Lines before the one containing "Locate the ear" are excluded. Repeat that line and every line after it, exactly.

═════ MATERIAL PROVIDED ═════

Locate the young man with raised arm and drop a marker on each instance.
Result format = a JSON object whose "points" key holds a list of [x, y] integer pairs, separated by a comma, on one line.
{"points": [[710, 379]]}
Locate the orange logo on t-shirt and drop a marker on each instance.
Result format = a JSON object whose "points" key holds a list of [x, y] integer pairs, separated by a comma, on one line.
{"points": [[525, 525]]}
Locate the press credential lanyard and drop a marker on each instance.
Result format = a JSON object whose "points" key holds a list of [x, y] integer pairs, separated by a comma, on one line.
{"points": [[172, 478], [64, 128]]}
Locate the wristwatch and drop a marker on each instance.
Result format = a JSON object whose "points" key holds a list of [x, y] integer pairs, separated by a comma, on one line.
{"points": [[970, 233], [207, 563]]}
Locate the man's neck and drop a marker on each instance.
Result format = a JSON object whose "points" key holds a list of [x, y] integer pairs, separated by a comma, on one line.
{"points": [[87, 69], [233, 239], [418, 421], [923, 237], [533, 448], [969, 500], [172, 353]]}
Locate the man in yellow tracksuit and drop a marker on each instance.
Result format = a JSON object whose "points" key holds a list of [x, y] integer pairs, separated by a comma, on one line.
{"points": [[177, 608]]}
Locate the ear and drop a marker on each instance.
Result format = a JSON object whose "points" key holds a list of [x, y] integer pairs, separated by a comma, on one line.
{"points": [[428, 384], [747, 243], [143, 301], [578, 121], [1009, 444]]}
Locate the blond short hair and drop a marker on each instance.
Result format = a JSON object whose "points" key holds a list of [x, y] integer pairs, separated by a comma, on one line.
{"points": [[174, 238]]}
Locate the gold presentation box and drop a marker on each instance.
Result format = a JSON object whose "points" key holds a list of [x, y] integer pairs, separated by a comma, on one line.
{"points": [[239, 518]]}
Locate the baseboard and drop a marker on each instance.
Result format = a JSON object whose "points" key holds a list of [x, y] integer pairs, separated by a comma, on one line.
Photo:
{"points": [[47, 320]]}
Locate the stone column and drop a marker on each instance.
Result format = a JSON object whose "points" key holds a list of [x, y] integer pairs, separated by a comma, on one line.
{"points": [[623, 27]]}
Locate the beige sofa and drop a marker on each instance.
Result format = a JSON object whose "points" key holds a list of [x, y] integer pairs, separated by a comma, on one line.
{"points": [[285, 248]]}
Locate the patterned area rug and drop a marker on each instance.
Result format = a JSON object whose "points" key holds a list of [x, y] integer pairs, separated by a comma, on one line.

═════

> **FULL RESPONSE**
Locate the ear and drop a marker on each instance.
Result format = a JSON object whose "points" key holds a list of [x, y] integer pairs, separated by a comma, on one line.
{"points": [[428, 384], [747, 243], [143, 301], [578, 121], [1009, 444]]}
Locate the blond short hair and drop a marker on each instance.
Result format = a JSON object whose "points" key holds a list of [x, y] integer pairs, separated by a comma, on one line.
{"points": [[174, 238]]}
Locate the gold presentation box and drop a marker on each instance.
Result format = a JSON object whose "points" key holds a list of [x, y] integer pairs, separated by a comma, on one line.
{"points": [[239, 518]]}
Locate the baseboard and drop a marker on each instance.
Result format = a JSON object whose "points" key holds a list of [x, y] integer pairs, separated by a comma, on one line.
Photo:
{"points": [[47, 320]]}
Locate the stone column and drop a marker on each instance.
Result format = a JSON object whose "points" key holds a list of [x, y] integer pairs, separated by a comma, on one line.
{"points": [[623, 27]]}
Locate the beige sofa and drop a marker on each instance.
Result format = a JSON object whose "points" key holds a list of [x, y] integer pairs, separated by a comma, on one line.
{"points": [[285, 248]]}
Locate the patterned area rug and drop a marker on each instance.
Result format = a JSON object whose "points" key holds a list of [x, y] integer pairs, separated by a comma, on one line.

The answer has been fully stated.